Given exercise: Go through the records below and copy each line that contains the word "dark".

Given entries:
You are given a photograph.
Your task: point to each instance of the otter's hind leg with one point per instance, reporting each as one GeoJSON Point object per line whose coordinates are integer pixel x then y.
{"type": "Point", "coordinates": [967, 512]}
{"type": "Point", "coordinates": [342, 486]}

* * *

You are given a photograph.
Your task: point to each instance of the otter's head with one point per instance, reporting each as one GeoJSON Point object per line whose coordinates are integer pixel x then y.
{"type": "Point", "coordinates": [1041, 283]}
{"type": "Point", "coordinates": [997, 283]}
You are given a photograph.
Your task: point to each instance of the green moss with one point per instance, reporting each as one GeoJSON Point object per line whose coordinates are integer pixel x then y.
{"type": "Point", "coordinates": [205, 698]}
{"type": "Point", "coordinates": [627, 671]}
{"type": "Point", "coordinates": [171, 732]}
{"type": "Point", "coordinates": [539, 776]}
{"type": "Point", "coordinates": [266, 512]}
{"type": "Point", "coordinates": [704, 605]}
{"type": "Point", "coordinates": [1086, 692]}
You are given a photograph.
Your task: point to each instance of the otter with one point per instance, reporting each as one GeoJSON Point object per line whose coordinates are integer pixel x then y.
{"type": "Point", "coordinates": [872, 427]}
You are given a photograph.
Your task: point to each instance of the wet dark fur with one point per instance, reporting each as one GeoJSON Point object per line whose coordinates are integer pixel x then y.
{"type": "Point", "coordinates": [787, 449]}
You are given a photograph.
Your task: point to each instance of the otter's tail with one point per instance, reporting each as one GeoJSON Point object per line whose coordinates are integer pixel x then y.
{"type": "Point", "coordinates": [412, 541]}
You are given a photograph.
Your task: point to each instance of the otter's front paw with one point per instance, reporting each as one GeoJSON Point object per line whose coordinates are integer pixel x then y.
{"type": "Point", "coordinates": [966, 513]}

---

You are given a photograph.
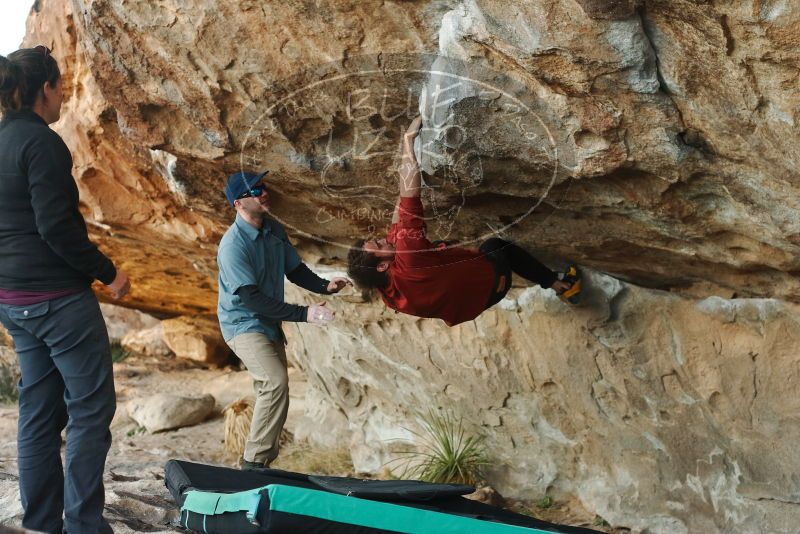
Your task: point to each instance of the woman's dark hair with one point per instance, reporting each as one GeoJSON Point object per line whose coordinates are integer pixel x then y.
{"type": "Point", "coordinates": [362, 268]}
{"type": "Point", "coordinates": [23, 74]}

Solved exercise:
Your task: point to each instance of the wet dark fur with one point per instance, reporting each as one GeoJSON Point object per line whose coordinates are integer pixel x then y.
Your task: point to each instance of the woman's dark hair with one point per instance, reporting each as one GeoJSON Point object per line whose coordinates are integer pixel x then y.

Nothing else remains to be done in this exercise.